▸ **Passage provided**

QRATPre+ is the first available implementation of the QRAT/QRAT+ proof systems for redundancy removal in QBF preprocessing.
For redundancy checking, the QRAT+ system relies on QBF-specific unit propagation with universal reduction to handle the literals of certain universal variables. This is in contrast to QRAT, which applies propositional unit propagation and treats every variable as existentially quantified. As a result, redundancy removal based on QRAT+ is more powerful than based on QRAT. That strength of QRAT+ is with respect to single applications of rewrite rules. E.g., QRAT+ can remove particular clauses by a single application of a rewrite rule, while QRAT can remove that clause only by applying a sequence of rules.
PUBLICATIONS
A tool paper related to QRATPre+ appeared at SAT 2019:
- Florian Lonsing and Uwe Egly. QRATPre+: Effective QBF Preprocessing via Strong Redundancy Properties. In Proc. of the 22nd International Conference on Theory and Applications of Satisfiability Testing (SAT) 2019, Springer, LNCS. Preprint: https://arxiv.org/pdf/1904.12927.pdf.
The theory behind QRATPre+ is described in our IJCAR 2018 paper:
- Florian Lonsing and Uwe Egly. QRAT+: Generalizing QRAT by a More Powerful QBF Redundancy Property. In Proc. of the 9th International Joint Conference on Automated Reasoning (IJCAR) 2018, Springer, LNCS. Preprint: https://arxiv.org/pdf/1804.02908.
QRATPRE+ IN QBFEVAL’18
The cactus plot above shows the runtimes of the solvers DepQBF-QxQBH, DepQBF-QxBH, and CADET on the instances from the 2QBF track of QBFEVAL 2018. CADET is a state-of-the-art 2QBF solver. DepQBF-QxQBH and DepQBF-QxBH are packages consisting of the QCDCL solver DepQBF and a preprocessing module that integrates several QBF preprocessors. The preprocessing module is implemented as a shell script called QBFRelay. Variant DepQBF-QxQBH includes QRATPre+ whereas variant DepQBF-QxBH does not.

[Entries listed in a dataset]
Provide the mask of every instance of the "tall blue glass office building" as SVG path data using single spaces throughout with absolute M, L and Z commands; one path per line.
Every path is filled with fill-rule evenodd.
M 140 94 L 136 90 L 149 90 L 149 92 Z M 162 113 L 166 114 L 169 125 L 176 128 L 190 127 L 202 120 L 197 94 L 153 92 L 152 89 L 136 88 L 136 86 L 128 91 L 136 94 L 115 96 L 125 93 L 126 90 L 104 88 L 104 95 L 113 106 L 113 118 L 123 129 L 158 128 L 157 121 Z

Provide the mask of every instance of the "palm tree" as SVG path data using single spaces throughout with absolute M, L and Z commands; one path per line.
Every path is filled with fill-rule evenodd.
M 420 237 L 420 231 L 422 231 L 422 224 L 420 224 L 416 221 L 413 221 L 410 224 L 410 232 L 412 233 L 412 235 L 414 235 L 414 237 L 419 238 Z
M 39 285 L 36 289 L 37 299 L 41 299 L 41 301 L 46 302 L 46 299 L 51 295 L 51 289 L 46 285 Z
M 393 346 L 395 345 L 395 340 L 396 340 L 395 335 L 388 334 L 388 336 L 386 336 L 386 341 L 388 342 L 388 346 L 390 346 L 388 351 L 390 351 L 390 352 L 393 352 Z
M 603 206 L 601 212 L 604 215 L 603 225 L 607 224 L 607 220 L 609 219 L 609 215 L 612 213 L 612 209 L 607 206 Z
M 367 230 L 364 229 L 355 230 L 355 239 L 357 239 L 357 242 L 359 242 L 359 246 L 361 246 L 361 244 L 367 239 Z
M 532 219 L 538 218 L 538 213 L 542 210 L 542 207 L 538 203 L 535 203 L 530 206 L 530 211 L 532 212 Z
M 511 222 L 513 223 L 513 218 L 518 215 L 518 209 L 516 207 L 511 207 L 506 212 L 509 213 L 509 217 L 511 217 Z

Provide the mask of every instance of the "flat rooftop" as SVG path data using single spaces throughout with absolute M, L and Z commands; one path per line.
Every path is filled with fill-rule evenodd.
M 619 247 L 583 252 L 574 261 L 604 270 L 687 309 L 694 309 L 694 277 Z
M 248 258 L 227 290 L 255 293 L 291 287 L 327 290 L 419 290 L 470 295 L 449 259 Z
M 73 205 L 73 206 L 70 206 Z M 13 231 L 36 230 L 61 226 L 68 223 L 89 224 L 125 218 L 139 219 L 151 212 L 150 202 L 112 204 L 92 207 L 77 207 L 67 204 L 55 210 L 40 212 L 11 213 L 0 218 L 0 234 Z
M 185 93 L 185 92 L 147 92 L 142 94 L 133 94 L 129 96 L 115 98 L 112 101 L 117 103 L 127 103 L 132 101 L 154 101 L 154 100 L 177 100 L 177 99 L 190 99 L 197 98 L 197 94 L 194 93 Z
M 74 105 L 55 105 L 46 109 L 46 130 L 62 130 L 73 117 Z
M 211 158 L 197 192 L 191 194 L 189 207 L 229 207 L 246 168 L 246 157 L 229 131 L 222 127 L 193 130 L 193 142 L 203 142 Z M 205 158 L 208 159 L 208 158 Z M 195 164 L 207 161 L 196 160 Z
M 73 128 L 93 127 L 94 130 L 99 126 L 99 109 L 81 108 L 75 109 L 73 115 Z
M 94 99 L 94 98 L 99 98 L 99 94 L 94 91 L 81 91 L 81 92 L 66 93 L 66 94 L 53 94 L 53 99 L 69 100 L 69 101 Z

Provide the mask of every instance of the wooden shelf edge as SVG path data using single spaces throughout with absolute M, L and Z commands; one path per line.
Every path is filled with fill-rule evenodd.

▸ **Written task A**
According to the QRATPre+ passage, what kind of unit propagation does QRAT apply?
▸ **Written task B**
Output the stretch of the entries from the start through the line containing "M 140 94 L 136", reproducing those lines without any change.

▸ **Result A**
QRAT applies propositional unit propagation and treats every variable as existentially quantified.

▸ **Result B**
Provide the mask of every instance of the "tall blue glass office building" as SVG path data using single spaces throughout with absolute M, L and Z commands; one path per line.
Every path is filled with fill-rule evenodd.
M 140 94 L 136 90 L 149 90 L 149 92 Z M 162 113 L 166 114 L 169 125 L 176 128 L 190 127 L 202 120 L 197 94 L 153 92 L 152 89 L 136 88 L 136 86 L 128 91 L 136 94 L 115 96 L 125 93 L 126 90 L 104 88 L 104 95 L 113 106 L 113 118 L 123 129 L 158 128 L 157 121 Z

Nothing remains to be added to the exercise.